Records shown »

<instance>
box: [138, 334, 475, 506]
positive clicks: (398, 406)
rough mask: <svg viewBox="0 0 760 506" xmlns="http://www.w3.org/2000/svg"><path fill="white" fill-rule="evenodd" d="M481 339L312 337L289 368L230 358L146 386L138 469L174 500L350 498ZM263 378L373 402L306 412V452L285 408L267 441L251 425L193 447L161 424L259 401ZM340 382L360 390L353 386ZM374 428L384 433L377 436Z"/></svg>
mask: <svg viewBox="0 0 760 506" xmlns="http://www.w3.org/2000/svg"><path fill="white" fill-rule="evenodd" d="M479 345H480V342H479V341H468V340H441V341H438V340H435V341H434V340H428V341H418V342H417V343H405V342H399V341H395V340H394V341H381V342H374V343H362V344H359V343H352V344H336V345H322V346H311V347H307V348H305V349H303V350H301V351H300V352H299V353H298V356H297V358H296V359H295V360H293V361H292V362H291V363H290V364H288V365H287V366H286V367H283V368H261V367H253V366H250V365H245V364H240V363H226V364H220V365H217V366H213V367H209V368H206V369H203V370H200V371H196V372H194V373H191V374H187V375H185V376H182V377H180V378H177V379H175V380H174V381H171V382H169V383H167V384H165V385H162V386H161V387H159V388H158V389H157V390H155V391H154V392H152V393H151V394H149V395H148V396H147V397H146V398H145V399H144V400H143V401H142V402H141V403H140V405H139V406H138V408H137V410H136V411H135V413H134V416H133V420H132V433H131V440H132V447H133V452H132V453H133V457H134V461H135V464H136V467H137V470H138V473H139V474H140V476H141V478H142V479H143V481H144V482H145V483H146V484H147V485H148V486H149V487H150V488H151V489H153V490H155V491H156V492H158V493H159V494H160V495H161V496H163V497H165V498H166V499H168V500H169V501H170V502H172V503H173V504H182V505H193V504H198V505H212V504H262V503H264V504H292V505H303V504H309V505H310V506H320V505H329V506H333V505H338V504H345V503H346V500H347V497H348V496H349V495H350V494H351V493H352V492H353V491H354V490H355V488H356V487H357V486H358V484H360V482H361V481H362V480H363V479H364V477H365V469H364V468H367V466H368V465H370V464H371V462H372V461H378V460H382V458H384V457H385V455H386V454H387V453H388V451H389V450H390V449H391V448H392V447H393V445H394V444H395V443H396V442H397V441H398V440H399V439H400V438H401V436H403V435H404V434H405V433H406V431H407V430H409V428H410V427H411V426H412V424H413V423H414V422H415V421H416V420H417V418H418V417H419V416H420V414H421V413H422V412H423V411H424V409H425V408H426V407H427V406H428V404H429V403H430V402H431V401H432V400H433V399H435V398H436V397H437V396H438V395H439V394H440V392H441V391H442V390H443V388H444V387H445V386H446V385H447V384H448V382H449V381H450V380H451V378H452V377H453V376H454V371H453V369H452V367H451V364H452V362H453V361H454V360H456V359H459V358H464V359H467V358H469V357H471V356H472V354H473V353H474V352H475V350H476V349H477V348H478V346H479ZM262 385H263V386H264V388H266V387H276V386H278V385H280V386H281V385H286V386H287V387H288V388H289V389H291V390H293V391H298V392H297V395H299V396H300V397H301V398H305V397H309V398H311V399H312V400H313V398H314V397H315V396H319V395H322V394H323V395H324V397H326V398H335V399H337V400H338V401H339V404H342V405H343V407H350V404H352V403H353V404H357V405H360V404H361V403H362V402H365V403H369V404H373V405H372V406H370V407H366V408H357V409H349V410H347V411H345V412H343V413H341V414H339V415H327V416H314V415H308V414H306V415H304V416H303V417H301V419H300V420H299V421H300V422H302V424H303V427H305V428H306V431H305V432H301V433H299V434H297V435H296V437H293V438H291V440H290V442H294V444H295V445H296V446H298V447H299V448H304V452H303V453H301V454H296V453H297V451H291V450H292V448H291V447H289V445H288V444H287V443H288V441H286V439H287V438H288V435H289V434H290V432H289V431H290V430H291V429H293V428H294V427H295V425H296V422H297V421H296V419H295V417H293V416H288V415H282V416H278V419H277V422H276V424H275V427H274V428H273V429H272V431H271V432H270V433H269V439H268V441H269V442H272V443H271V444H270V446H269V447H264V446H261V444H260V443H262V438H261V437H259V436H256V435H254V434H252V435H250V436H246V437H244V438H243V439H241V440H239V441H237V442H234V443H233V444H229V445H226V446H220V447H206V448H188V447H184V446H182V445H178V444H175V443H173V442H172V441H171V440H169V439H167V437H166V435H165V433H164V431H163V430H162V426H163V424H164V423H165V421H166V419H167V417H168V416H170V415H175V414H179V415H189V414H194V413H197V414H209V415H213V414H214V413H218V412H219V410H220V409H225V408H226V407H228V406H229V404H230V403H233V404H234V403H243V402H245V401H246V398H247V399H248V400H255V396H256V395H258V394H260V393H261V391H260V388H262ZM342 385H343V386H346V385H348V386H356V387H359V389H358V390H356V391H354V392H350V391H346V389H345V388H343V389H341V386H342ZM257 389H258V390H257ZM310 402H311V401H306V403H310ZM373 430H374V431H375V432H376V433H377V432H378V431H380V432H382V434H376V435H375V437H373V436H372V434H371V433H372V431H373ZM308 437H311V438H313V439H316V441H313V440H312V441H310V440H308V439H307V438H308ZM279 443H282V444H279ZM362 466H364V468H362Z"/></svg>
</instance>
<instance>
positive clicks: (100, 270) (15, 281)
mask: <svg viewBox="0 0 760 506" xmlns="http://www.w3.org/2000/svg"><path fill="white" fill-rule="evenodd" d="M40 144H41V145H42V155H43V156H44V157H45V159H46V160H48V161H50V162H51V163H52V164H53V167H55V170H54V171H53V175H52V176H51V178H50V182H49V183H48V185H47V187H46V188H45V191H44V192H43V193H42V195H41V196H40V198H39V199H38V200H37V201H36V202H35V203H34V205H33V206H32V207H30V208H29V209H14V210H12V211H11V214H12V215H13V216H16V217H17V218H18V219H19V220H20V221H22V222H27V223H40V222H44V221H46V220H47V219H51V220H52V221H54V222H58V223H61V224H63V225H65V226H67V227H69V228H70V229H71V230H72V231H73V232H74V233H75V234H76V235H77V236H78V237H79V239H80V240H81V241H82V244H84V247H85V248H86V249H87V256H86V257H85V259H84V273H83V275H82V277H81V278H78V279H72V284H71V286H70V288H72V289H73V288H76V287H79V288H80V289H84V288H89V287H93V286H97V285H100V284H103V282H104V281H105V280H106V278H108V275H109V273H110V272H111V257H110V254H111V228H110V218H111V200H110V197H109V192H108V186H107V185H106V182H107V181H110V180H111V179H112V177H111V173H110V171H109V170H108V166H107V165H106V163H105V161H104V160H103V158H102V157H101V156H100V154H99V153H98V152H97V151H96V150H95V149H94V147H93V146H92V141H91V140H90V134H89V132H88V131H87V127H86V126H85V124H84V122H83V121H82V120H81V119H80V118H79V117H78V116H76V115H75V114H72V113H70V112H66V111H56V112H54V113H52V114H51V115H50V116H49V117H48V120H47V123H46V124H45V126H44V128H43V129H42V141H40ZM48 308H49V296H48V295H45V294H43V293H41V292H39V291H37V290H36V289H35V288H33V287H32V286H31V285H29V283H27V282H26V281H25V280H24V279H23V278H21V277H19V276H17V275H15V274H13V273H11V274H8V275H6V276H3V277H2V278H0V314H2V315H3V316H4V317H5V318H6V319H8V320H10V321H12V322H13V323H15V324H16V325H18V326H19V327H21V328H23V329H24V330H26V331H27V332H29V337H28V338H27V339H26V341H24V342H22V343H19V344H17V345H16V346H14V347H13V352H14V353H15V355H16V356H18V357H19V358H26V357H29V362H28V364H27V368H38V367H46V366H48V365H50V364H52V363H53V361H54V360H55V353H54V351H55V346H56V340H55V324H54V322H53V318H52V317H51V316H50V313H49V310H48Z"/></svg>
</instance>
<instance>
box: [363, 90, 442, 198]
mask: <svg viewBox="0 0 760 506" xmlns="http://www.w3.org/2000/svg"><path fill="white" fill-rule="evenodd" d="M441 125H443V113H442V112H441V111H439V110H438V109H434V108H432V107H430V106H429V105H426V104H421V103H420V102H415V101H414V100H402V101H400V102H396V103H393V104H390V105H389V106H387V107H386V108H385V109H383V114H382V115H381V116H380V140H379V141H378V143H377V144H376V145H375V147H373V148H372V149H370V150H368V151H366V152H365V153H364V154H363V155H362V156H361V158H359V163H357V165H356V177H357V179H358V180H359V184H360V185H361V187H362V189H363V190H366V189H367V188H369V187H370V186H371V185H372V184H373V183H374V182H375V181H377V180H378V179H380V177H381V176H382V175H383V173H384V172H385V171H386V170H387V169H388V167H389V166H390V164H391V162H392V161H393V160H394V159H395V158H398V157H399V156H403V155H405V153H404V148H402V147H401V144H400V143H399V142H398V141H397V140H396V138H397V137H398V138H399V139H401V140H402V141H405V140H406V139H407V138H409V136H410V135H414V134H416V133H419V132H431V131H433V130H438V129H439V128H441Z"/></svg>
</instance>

What the exercise asks » Rewrite everything from the start of the records down to the line containing "rough mask: <svg", swapping "positive clicks" for "foreground points" and leaving all else unchanged.

Solution »
<instance>
box: [138, 334, 475, 506]
foreground points: (398, 406)
rough mask: <svg viewBox="0 0 760 506" xmlns="http://www.w3.org/2000/svg"><path fill="white" fill-rule="evenodd" d="M481 339L312 337L289 368L230 358L146 386L138 469L174 500L350 498ZM263 378L373 402L306 412V452L285 408L267 441L251 425L193 447L161 424L259 401ZM340 382L360 390L353 386ZM374 428L384 433L377 436Z"/></svg>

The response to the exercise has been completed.